== Task to carry out ==
Could you reproduce every one of the records below word for word, without changing anything?

[Start]

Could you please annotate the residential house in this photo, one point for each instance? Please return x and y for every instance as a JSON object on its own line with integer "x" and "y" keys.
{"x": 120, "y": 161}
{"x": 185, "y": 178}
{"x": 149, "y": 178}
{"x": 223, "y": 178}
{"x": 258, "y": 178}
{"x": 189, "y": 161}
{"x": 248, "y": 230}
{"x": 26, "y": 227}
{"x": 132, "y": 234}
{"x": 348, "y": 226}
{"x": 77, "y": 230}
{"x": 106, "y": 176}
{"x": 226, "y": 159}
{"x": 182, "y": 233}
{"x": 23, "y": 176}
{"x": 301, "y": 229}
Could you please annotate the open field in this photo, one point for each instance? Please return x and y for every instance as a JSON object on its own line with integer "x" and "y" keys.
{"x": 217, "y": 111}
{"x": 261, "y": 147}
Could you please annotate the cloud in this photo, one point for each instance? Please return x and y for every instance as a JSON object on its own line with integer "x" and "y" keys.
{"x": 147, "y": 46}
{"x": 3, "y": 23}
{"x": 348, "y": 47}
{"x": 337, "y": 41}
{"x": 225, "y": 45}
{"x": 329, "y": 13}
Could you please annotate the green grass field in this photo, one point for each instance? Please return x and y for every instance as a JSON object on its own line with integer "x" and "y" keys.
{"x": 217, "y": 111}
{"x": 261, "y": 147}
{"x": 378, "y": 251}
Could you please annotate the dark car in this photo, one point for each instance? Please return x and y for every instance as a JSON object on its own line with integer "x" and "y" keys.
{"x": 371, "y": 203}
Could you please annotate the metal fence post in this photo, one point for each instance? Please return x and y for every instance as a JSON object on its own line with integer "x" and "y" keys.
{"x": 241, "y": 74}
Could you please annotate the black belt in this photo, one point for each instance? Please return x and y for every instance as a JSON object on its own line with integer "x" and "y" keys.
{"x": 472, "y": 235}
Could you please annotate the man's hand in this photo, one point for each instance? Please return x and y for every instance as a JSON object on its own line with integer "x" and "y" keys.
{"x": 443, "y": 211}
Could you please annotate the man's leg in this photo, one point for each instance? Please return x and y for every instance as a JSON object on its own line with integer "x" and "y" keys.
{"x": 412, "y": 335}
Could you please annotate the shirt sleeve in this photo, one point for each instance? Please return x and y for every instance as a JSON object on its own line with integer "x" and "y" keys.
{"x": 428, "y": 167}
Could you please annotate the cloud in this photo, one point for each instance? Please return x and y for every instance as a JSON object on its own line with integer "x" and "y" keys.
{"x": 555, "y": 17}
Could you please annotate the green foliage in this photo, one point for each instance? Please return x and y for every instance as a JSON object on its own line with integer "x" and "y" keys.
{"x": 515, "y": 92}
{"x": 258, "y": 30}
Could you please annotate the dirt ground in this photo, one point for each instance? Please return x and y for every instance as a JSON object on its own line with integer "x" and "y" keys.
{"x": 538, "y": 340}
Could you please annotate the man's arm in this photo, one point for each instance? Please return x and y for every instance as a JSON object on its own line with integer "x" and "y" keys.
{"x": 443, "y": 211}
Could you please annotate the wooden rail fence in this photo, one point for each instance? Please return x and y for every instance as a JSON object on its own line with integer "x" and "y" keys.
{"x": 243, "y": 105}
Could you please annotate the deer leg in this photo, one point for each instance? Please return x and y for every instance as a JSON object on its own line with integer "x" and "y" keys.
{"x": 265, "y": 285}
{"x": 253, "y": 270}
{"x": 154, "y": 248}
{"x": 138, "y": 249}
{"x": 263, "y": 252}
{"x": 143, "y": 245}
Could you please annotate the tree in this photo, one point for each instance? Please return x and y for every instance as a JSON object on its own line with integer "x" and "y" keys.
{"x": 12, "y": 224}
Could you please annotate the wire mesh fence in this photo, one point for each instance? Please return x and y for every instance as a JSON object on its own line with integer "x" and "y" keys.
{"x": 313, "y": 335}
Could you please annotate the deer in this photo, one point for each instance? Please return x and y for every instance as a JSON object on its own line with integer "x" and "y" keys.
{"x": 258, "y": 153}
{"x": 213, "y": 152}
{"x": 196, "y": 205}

[End]

== Task solution ==
Could you please annotate the residential house in this photo, one point for each instance? Please return x and y for every instance as a JSON object on its own line with integer "x" and "y" keys.
{"x": 120, "y": 161}
{"x": 185, "y": 178}
{"x": 149, "y": 178}
{"x": 223, "y": 178}
{"x": 258, "y": 178}
{"x": 189, "y": 161}
{"x": 248, "y": 230}
{"x": 26, "y": 227}
{"x": 132, "y": 234}
{"x": 348, "y": 226}
{"x": 77, "y": 230}
{"x": 106, "y": 176}
{"x": 226, "y": 159}
{"x": 182, "y": 233}
{"x": 23, "y": 176}
{"x": 301, "y": 229}
Could you please annotate the open field in this photo, one point for each instance? Please return x and y for every instance as a JSON object on its own line with integer "x" and "y" keys.
{"x": 217, "y": 111}
{"x": 261, "y": 147}
Could you please annotate the cloud in this photo, one point for each instance? Please return x and y for every instance as a JSON object on its own line with integer "x" and "y" keys.
{"x": 147, "y": 46}
{"x": 3, "y": 23}
{"x": 348, "y": 47}
{"x": 337, "y": 41}
{"x": 225, "y": 45}
{"x": 329, "y": 13}
Could you please annotate the green grass field in this photo, one point for each instance? Please return x and y for every instance as a JSON object on its own line with integer "x" and "y" keys.
{"x": 217, "y": 111}
{"x": 261, "y": 147}
{"x": 378, "y": 251}
Could you please annotate the dark car in this photo, one point for each instance? Please return x and y for every instance as a JSON object on its own line with integer "x" and "y" keys.
{"x": 371, "y": 203}
Could you please annotate the metal fence post in this photo, one point for each instance? Please return x and y for every instance as a JSON object on its own line with integer "x" and "y" keys.
{"x": 241, "y": 74}
Could you please annotate the black belt in this photo, one point for each instance? Please return x and y for every instance as a JSON object on its own line with integer "x" and "y" keys.
{"x": 472, "y": 235}
Could you please annotate the man's hand in this photo, one point for each instance? Please return x and y for every instance as a JSON object on its own line with integer "x" and "y" keys.
{"x": 443, "y": 211}
Could you please annotate the man's leg in this photo, one point for each instance? Please return x and y for every instance as a JSON object on its own line with integer "x" and "y" keys.
{"x": 412, "y": 335}
Could you please annotate the shirt sleeve in this photo, one point for each instance? Please return x and y for every instance as a JSON object on its own line with integer "x" and "y" keys.
{"x": 428, "y": 167}
Could you please annotate the cloud in this photo, one point for each instance? Please return x and y for every instance as a JSON object on its own line with integer "x" and "y" keys.
{"x": 555, "y": 17}
Could you please annotate the green foliage in this photo, one point for each instance? Please return x and y for every instance as a JSON object on its own line with integer "x" and "y" keys.
{"x": 515, "y": 92}
{"x": 258, "y": 30}
Could you please annotate the dirt ground in this photo, one point for each instance? Please return x and y for every instance as a JSON object on its own line with integer "x" and "y" keys.
{"x": 538, "y": 340}
Could you please annotate the man's arm in this photo, one point for each instance? Please return x and y for every instance as a JSON object on its own line with integer "x" and "y" keys.
{"x": 443, "y": 211}
Could you please annotate the wooden rail fence in this photo, one point for each instance? Please return x and y for every instance as a JSON object on its own line with integer "x" and "y" keys.
{"x": 243, "y": 105}
Could you please annotate the deer leg in this photo, one point for each instance? Please return x and y for every instance as a JSON object on its own line with integer "x" and "y" keys.
{"x": 265, "y": 285}
{"x": 253, "y": 270}
{"x": 154, "y": 248}
{"x": 138, "y": 249}
{"x": 263, "y": 252}
{"x": 143, "y": 245}
Could you please annotate the tree in this photo, one point for each instance? Please return x and y for every instance as a JSON object on its own line with integer "x" and "y" keys.
{"x": 12, "y": 224}
Could you please annotate the wire mesh fence in this photo, one point for each instance? Please return x and y for every instance as a JSON object on its own line with integer "x" and "y" keys.
{"x": 313, "y": 335}
Could you please annotate the deer in this photo, one point for each instance? Please return x and y for every instance as a JSON object on its own line with integer "x" and "y" keys.
{"x": 258, "y": 153}
{"x": 213, "y": 152}
{"x": 196, "y": 205}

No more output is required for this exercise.